(MATERIALS PROVIDED):
-- Begin --

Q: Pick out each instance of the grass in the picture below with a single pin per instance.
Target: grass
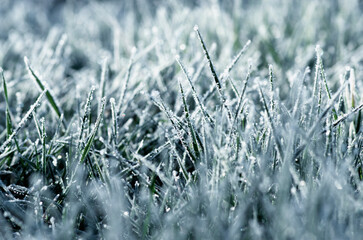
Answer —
(248, 127)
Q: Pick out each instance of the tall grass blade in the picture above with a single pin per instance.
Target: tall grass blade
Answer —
(215, 77)
(195, 95)
(23, 121)
(93, 133)
(52, 101)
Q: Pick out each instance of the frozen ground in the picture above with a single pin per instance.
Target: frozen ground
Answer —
(181, 119)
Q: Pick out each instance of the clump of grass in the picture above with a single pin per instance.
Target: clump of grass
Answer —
(227, 148)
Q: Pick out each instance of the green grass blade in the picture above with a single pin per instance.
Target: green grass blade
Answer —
(195, 95)
(190, 126)
(23, 121)
(91, 138)
(9, 125)
(52, 101)
(215, 76)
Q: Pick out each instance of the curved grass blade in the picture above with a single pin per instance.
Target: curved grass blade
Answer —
(9, 125)
(94, 132)
(215, 77)
(23, 121)
(190, 126)
(52, 101)
(195, 95)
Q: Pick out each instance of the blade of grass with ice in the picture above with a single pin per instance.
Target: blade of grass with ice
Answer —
(9, 125)
(126, 81)
(93, 133)
(52, 101)
(23, 121)
(215, 77)
(195, 95)
(190, 126)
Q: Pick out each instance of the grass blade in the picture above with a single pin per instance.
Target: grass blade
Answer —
(215, 77)
(94, 132)
(195, 95)
(23, 121)
(52, 101)
(9, 125)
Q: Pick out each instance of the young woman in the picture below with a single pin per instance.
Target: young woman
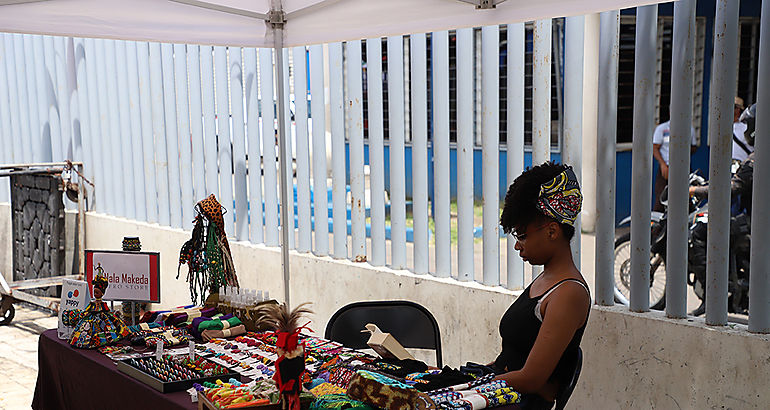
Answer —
(542, 329)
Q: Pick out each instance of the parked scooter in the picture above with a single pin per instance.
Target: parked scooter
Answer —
(658, 236)
(738, 274)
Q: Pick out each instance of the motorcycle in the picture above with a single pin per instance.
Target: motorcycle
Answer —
(658, 243)
(739, 254)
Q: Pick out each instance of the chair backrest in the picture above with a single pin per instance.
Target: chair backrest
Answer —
(411, 324)
(564, 393)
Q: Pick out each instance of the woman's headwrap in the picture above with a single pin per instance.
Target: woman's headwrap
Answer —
(100, 281)
(560, 198)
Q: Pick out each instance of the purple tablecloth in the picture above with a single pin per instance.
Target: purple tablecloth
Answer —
(71, 378)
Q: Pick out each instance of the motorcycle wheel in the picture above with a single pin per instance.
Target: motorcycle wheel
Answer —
(622, 274)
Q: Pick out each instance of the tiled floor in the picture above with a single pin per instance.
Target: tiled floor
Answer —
(18, 356)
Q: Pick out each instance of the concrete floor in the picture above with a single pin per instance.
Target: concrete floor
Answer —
(18, 356)
(19, 340)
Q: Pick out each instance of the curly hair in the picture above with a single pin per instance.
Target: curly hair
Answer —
(520, 208)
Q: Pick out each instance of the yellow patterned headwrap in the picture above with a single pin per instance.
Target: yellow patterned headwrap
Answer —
(560, 198)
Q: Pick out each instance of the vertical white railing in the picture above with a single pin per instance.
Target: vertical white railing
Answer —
(224, 147)
(256, 221)
(116, 134)
(12, 86)
(541, 91)
(419, 127)
(209, 121)
(605, 154)
(126, 136)
(644, 93)
(682, 73)
(237, 85)
(177, 113)
(376, 149)
(318, 112)
(572, 153)
(96, 168)
(159, 134)
(441, 166)
(138, 151)
(31, 93)
(196, 122)
(269, 157)
(23, 93)
(304, 226)
(140, 54)
(720, 142)
(490, 152)
(759, 288)
(337, 121)
(44, 102)
(514, 143)
(185, 143)
(49, 60)
(288, 156)
(396, 140)
(354, 102)
(6, 137)
(465, 138)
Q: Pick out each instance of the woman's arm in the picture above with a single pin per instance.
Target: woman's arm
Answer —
(565, 312)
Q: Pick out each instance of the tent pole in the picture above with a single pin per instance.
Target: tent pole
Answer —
(276, 21)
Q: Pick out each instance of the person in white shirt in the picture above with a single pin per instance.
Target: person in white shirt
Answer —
(660, 142)
(741, 147)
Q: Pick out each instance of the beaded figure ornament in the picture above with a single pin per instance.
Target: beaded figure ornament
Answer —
(291, 353)
(96, 325)
(207, 253)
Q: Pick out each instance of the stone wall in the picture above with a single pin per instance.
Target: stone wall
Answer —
(37, 227)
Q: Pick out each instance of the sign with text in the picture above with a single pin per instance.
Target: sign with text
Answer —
(132, 276)
(74, 295)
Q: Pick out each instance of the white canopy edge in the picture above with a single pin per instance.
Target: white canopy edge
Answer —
(307, 21)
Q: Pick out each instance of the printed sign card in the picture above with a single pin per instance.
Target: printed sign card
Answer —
(132, 276)
(74, 295)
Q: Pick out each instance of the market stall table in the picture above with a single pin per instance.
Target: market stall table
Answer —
(81, 379)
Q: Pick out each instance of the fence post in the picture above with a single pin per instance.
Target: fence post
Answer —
(490, 152)
(641, 169)
(376, 148)
(320, 189)
(355, 111)
(396, 143)
(720, 141)
(759, 288)
(441, 172)
(465, 137)
(419, 128)
(683, 61)
(605, 155)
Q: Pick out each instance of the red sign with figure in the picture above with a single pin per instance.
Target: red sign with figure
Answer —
(132, 276)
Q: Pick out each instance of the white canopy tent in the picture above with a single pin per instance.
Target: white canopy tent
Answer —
(276, 24)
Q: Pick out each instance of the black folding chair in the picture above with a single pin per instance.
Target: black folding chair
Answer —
(411, 324)
(564, 393)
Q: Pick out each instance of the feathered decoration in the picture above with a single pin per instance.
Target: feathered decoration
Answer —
(207, 253)
(291, 354)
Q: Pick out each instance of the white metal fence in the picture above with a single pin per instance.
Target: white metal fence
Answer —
(160, 126)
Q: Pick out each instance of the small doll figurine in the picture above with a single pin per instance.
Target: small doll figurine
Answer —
(291, 353)
(96, 325)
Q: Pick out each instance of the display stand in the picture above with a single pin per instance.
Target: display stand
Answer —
(19, 290)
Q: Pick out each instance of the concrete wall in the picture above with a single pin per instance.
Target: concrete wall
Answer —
(630, 360)
(648, 361)
(6, 247)
(468, 313)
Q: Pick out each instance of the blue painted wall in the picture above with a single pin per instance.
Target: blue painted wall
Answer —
(699, 160)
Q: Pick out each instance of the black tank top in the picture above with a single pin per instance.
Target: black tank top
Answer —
(519, 327)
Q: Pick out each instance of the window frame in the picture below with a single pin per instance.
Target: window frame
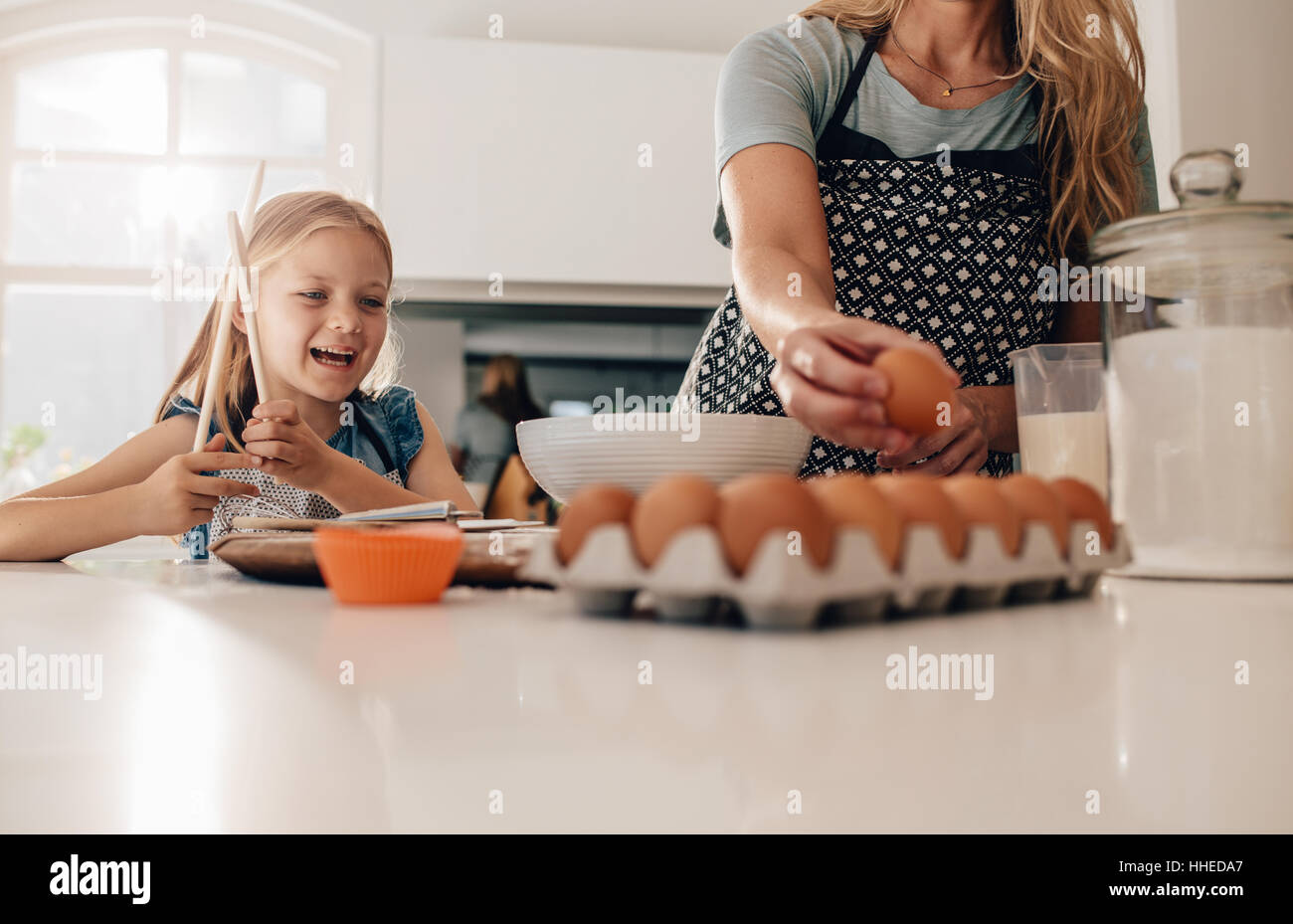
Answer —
(341, 60)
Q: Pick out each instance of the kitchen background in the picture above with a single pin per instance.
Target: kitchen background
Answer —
(548, 191)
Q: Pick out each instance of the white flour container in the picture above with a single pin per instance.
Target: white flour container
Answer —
(1199, 379)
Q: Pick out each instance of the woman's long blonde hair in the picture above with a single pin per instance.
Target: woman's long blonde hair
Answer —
(280, 225)
(1093, 91)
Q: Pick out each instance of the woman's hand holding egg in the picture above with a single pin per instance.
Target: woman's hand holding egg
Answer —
(288, 448)
(826, 379)
(957, 448)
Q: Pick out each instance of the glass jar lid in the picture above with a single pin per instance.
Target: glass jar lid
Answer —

-- End --

(WHAT YOU ARE ASKED TO DO):
Set the pictures aside and transcribe the data above exactly.

(FINAL ANSWER):
Q: Pick out each instance of the grass in the picture below with a single pin per instance.
Target: grass
Answer —
(248, 127)
Q: Pick out each instance of the tall grass blade in the picture above with a single pin per instance.
Target: tall grass blade
Answer —
(215, 77)
(195, 95)
(23, 121)
(93, 133)
(52, 101)
Q: Pick out each instance of the frozen ground in the picture above with a single pin per instance.
Target: frozen ground
Answer —
(181, 119)
Q: Pick out each instance of the clump of grass in the picture above with a single pin per instance.
Target: clump of grass
Answer —
(227, 148)
Q: Pick out each instance of the green grass blade in the picture above with a single pin per instance.
Target: green grass blade
Answer —
(195, 95)
(190, 126)
(23, 121)
(91, 138)
(9, 125)
(52, 101)
(215, 76)
Q: Pick out each instance of the curved grass blade in the picture above with a single pin per instance.
Target: curved grass blade
Answer —
(9, 125)
(94, 132)
(215, 77)
(23, 121)
(190, 126)
(52, 101)
(195, 95)
Q: Pick out each instance of the blade of grass with ice in the picture above with a single pin per instance.
Target: blade of grass with ice
Answer —
(9, 125)
(126, 81)
(93, 133)
(52, 101)
(23, 121)
(215, 77)
(195, 95)
(190, 126)
Q: Pick out each instance of the grass blade in the picture above with a single pin per instance.
Target: grass blade
Answer —
(215, 77)
(94, 132)
(195, 95)
(23, 121)
(52, 101)
(9, 125)
Q: Pick out each instance of the young woman in the picture below with a single pin per instance.
Target: young woman
Answer —
(542, 329)
Q: Pick out each instance of the parked scooter in the picture above with a single pin per instance.
Target: parked scooter
Answer —
(658, 236)
(738, 274)
Q: Pick out each instance of the motorcycle in the picture above with a single pin per instance.
Target: motorcycle
Answer —
(658, 243)
(739, 254)
Q: Pick out each instance of the chair backrest in the picture above with a single pin per instance.
Target: chair backrest
Answer —
(411, 324)
(564, 393)
Q: Pick out each instance of the woman's headwrap in the picture above with a single pin per instance.
Target: woman's headwrap
Answer —
(100, 281)
(560, 198)
Q: Pick out each instance of the purple tablecloth in the picture above with a single pin per instance.
Target: purple tablecloth
Answer —
(71, 378)
Q: Pick out each instance of the motorcycle wheel in the picture above with a single pin per instance.
Target: motorcycle wheel
Answer —
(622, 274)
Q: Pick out each instance of the tiled floor in the picture above with a single pin per instance.
Target: tiled floor
Answer —
(18, 356)
Q: Pick out each instance of the concrete floor in the picture above with a single pin per instance.
Target: concrete floor
Answer —
(18, 356)
(19, 340)
Q: Pick out each instance of the curly hair in the picture above with a single pin per instance.
Target: curly hair
Answer —
(520, 208)
Q: Pick out each instance of the yellow patterned headwrap in the picture above with a single pin per instance.
Target: yellow patterned headwrap
Answer —
(560, 198)
Q: Pick out each instance of the vertical white railing in the picture above with a single pin per instance.
Target: vertical white railing
Answer —
(224, 147)
(256, 221)
(116, 134)
(12, 86)
(541, 91)
(419, 127)
(209, 121)
(605, 154)
(126, 136)
(644, 93)
(682, 73)
(237, 85)
(177, 113)
(376, 149)
(318, 112)
(572, 153)
(96, 168)
(159, 134)
(441, 166)
(138, 151)
(31, 93)
(196, 122)
(269, 157)
(23, 93)
(304, 226)
(140, 54)
(720, 142)
(490, 152)
(759, 288)
(337, 121)
(44, 102)
(514, 143)
(185, 143)
(49, 60)
(288, 156)
(396, 140)
(354, 102)
(6, 137)
(465, 138)
Q: Pick out each instance of the woman's arm in the picture above with a single pin per instance.
Target: woman's arm
Answer —
(565, 312)
Q: Pick out each instance of the tent pole in the picture above with a single pin per instance.
Target: tent pole
Answer —
(276, 21)
Q: Pick out each instance of the person in white shirt in the picture above with a single pin per instance.
Target: person in white shirt
Answer —
(660, 142)
(741, 147)
Q: Pick out each instance of the beaded figure ornament in the picture above with a single pin per instance.
Target: beaded figure ornament
Answer —
(291, 353)
(96, 325)
(207, 253)
Q: Pick out each instance of the stone wall in the picture above with a single pin per instance.
Target: stone wall
Answer —
(37, 227)
Q: Pick out each instance of the sign with text in the picture above with a single pin per instance.
Target: sign with text
Answer —
(132, 276)
(74, 295)
Q: Pick out each instance of the white canopy edge in the picture above with a single pin per instance.
Target: white canopy edge
Answer —
(307, 21)
Q: Pick out each instance of the printed sign card in the picture above with a single pin per instance.
Target: printed sign card
Answer —
(132, 276)
(74, 295)
Q: Pick out each instance of the market stall table in the picture above with a single pin per instance.
Target: market stall table
Answer —
(81, 379)
Q: Pick out each instance of the fence post in the picture above with a single pin per instance.
Target: fence post
Answer —
(490, 152)
(641, 169)
(376, 148)
(320, 189)
(355, 111)
(396, 143)
(720, 141)
(759, 288)
(441, 172)
(465, 137)
(419, 128)
(683, 61)
(605, 155)
Q: Pick out each instance of the red sign with figure in the picture above with a single pin per instance.
Target: red sign with figure
Answer —
(132, 276)
Q: Pick out each instance of the white canopy tent in the picture above with a single pin per instance.
Target: white canopy tent
Answer —
(276, 24)
Q: Pick out each instance of the black folding chair in the picture above with a single pin per instance.
Target: black folding chair
Answer —
(411, 324)
(564, 393)
Q: Pick out each instance of the feathered decoration in the picture above with a single pin per instance.
Target: feathered decoration
Answer —
(207, 253)
(291, 354)
Q: Pick out each instance of the white metal fence in the picture above with a single pin per instance.
Target: white metal fence
Answer —
(160, 126)
Q: Pick out each instance of the small doll figurine in the picture above with a single pin per instance.
Target: small doll figurine
Answer —
(291, 353)
(96, 325)
Q: Pick out each instance of the display stand in the picture above with a single pin per instance.
Target: display stand
Answer —
(19, 290)
Q: Pick out each instance of the concrete wall in the picture above with a single pin per instance.
Target: concrete wall
Answer —
(630, 360)
(648, 361)
(6, 247)
(468, 313)
Q: Pick out each instance of the blue painted wall in the picture above with a single pin per instance.
Target: blue painted wall
Answer —
(699, 160)
Q: Pick out each instance of the black tank top in the picture above with a single pin per instance.
Target: black tank top
Answer —
(519, 327)
Q: Pick out each instance of the window frame in the picture below with a single pin per instance.
Target: window frame
Answer —
(341, 60)
Q: Pick out each instance of the kitchen background in the picture above with a single pin per instance.
Target: kitchen background
Answer —
(548, 191)
Q: Pick out each instance of the white flour container in the picture above with a single pin per instance.
Target: white flour container
Answer —
(1199, 379)
Q: Pick out each instance of the woman's long blonde hair in the picture above with a single pin per instance.
Target: woman's long blonde hair
Answer —
(280, 225)
(1093, 91)
Q: Pick out each instance of the woman's hand holding egg in the picture above with a single pin per instance.
Target: woman's hand holding egg
Answer —
(288, 448)
(826, 379)
(957, 448)
Q: Pick out each instance of the glass jar lid in the picture above with a single pin per instance.
Target: glass jar lid
Answer —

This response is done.